◆ Passage provided ◆
::::::::

This plant flourishes in abundant, but not direct, light. It does not bloom often, but it can be encouraged to bloom by prolonged daily exposure to light. It is also very sensitive to moisture content; too much or too little water will cause the lower leaves to brown and fall off. It likes to be kept moist, but not wet. On average, it needs frequent, small amounts of water, as opposed to an occasional, thorough watering. The zebra plant can grow slowly, it grows 2 feet (60 cm) over a few years.

The plant flourishes when the temperature is in the range of 18–21 C; and will suffer if the temperature drops below 15 °C for prolonged periods. The plant may be weak after flowering and may need a little more care.

Potting soil enriched with peat moss or African violet mix is recommended. Fertilizer should be applied every two weeks from spring through fall and every six weeks in winter. Repotting is usually done annually in the spring to refresh the soil, keeping the plant slightly rootbound.

Propagation is typically achieved through stem tip cuttings taken in spring. Use of rooting hormone can improve success rates. With proper care, the plant can live several years and can be maintained indefinitely through propagation.

::::::::

◆ Source material ◆

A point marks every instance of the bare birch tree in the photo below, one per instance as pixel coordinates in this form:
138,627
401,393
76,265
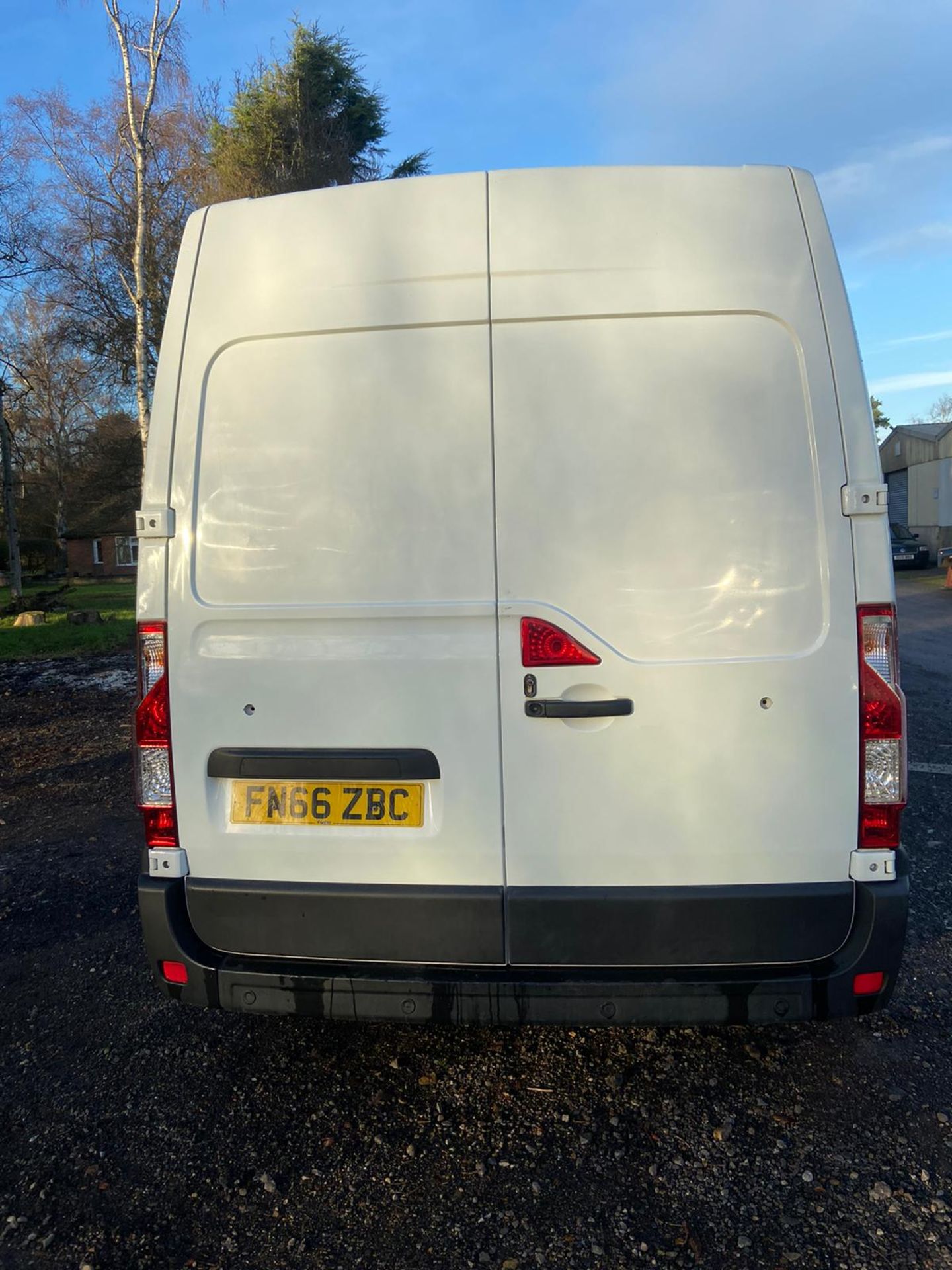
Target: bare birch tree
146,42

::::::::

◆ Explore the material ◆
1 – Can you turn the paragraph in the zebra plant care text that begins "Potting soil enriched" into a short list that keeps its main facts?
2 – According to the zebra plant care text, below what temperature will the plant suffer if it stays there for prolonged periods?
Work only from the zebra plant care text.

◆ Results in order ◆
1 –
- Soil: potting soil enriched with peat moss, or African violet mix
- Fertilizer: every two weeks from spring through fall, and every six weeks in winter
- Repotting: usually once a year in spring to refresh the soil, keeping the plant slightly rootbound

2 – Below 15 °C.